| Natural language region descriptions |
+ + +

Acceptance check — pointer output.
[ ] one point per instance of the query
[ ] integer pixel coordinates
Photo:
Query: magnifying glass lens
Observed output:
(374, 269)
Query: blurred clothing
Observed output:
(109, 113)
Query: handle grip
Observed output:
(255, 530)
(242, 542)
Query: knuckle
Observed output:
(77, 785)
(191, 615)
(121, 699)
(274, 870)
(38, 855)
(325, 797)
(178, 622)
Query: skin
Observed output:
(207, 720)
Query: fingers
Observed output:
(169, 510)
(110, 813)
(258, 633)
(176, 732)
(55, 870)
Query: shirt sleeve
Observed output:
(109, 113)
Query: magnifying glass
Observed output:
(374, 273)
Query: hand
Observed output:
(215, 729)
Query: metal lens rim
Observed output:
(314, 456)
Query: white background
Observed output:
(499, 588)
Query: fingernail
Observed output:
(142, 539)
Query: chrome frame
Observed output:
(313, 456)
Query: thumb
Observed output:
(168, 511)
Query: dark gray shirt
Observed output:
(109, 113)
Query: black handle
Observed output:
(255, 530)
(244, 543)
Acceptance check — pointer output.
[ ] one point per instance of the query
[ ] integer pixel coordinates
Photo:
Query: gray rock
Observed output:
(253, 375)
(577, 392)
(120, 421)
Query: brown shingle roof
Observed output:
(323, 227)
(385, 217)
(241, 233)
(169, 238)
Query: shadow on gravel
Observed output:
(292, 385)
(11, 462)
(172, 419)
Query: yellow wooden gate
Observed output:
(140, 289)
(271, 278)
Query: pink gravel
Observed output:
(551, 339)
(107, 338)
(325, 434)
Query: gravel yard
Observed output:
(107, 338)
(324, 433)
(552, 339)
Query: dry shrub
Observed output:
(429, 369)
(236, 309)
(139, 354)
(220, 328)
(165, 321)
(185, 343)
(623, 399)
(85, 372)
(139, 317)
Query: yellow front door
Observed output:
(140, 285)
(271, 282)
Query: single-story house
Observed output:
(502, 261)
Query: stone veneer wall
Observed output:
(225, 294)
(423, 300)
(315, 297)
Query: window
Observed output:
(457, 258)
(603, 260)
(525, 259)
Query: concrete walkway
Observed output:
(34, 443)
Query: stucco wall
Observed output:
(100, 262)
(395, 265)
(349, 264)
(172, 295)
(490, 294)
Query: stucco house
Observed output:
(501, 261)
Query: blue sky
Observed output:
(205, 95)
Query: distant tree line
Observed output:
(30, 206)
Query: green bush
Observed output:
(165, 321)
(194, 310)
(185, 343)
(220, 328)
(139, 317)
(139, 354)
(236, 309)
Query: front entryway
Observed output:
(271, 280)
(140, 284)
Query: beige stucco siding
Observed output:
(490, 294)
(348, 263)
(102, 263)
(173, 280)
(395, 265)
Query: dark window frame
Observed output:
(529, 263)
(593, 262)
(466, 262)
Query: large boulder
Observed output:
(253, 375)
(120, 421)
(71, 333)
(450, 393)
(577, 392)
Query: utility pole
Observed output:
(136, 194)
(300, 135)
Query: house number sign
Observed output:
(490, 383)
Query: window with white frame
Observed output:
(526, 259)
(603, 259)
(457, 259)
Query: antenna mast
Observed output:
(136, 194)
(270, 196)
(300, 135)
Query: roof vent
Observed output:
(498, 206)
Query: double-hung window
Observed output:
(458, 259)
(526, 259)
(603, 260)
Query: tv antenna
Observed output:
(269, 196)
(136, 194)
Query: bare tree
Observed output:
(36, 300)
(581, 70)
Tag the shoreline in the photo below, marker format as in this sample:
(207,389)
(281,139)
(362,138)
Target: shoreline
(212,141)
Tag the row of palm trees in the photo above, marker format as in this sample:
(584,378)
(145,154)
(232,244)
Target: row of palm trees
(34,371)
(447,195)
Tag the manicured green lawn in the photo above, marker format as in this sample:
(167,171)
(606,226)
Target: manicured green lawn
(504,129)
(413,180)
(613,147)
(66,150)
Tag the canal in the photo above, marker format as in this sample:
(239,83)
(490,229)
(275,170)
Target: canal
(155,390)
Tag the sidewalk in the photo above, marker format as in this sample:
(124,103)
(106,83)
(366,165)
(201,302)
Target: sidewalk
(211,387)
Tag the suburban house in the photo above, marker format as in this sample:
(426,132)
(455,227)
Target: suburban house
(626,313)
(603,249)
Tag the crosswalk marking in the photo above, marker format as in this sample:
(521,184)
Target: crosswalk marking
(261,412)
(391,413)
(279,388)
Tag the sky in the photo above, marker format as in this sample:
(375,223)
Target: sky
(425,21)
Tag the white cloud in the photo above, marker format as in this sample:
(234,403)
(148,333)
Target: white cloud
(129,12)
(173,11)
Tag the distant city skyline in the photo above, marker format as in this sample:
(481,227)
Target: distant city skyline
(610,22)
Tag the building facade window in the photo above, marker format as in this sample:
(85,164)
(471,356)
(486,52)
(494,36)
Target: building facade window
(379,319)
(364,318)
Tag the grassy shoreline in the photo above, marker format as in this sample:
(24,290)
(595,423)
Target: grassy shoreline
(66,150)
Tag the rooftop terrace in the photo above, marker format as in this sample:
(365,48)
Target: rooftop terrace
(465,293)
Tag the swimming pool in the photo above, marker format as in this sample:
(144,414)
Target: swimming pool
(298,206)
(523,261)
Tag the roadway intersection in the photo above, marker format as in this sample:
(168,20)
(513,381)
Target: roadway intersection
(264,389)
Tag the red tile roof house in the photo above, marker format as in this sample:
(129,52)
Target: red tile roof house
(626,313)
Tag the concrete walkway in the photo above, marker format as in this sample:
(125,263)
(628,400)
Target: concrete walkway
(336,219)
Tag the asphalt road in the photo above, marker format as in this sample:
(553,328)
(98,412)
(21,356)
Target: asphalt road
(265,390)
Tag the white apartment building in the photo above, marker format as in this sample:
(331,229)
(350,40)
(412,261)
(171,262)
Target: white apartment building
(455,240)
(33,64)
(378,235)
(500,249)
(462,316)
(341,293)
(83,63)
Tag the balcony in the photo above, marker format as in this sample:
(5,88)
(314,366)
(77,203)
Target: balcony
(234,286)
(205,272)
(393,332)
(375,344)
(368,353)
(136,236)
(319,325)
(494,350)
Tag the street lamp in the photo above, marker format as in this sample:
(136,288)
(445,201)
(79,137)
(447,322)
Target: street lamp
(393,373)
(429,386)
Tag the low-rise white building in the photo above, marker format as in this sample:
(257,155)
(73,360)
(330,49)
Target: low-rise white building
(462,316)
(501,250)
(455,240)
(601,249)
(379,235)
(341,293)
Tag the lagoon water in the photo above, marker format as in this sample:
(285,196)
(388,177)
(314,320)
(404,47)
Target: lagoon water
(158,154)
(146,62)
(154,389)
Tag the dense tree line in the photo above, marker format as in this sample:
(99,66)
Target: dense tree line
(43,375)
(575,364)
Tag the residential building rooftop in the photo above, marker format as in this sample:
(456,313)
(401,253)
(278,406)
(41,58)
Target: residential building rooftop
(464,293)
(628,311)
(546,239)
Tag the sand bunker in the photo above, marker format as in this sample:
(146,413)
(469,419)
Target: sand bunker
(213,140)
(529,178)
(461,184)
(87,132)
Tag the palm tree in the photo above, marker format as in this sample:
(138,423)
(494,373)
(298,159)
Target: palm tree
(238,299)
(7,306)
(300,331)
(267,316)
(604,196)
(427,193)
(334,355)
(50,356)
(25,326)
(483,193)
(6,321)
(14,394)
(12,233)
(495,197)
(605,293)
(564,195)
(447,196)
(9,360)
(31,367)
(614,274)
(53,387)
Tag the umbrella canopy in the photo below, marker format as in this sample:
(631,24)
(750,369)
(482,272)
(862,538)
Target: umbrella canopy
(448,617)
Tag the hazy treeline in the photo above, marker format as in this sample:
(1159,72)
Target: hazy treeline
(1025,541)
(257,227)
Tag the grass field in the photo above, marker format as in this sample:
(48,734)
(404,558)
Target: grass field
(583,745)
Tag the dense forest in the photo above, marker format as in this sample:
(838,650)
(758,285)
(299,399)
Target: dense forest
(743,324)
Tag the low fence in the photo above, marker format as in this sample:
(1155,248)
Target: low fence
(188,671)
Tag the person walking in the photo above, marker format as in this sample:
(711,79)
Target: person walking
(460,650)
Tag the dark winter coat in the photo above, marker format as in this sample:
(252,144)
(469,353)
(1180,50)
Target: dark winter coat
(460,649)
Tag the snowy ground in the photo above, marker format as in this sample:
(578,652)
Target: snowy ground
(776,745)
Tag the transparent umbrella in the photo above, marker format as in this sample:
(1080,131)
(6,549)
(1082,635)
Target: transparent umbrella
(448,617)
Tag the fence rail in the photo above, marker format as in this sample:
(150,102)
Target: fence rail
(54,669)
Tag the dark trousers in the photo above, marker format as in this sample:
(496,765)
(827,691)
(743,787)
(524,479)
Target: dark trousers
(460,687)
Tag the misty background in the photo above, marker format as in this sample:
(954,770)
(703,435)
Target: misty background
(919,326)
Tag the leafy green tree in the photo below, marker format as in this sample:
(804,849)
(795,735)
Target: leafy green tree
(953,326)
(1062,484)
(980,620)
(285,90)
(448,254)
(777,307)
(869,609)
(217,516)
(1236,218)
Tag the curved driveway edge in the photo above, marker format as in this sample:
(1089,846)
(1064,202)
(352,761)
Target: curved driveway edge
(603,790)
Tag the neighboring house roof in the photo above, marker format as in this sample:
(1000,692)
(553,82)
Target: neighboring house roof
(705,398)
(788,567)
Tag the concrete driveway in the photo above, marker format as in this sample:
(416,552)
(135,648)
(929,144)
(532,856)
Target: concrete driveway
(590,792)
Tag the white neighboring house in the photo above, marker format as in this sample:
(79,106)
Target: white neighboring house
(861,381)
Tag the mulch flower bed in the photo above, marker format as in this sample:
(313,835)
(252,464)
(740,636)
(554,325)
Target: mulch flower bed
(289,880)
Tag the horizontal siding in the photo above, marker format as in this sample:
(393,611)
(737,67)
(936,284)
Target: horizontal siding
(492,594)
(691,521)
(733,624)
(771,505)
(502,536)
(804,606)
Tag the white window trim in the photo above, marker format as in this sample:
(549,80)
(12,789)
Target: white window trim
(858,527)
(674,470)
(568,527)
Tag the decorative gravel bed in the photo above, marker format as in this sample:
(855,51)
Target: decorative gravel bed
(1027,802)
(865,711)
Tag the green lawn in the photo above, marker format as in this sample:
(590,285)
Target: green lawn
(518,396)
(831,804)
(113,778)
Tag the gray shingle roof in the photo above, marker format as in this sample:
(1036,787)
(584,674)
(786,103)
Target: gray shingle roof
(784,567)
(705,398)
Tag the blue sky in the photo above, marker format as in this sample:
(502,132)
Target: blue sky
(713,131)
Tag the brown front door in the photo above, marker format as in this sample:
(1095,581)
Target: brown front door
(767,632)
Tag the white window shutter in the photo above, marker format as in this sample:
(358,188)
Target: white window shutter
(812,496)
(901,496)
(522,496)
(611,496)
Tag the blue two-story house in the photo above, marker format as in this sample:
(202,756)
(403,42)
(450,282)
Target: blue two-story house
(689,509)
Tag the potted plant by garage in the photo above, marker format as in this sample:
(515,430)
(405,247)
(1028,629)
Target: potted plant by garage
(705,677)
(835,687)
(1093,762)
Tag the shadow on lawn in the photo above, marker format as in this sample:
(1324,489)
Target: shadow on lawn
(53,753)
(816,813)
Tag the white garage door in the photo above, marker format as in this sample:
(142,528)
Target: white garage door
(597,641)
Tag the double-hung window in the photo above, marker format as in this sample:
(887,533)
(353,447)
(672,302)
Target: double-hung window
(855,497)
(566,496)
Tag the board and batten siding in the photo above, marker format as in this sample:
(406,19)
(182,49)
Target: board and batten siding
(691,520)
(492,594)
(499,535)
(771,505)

+ + +

| Task description |
Across the records above, show each line containing the word "below".

| Task response |
Tag the shoreline in the photo below, marker format as in this sample:
Tag the umbrella canopy in the photo below, marker format as in this sample:
Tag the leafy green tree in the photo below, marker format as in this sample:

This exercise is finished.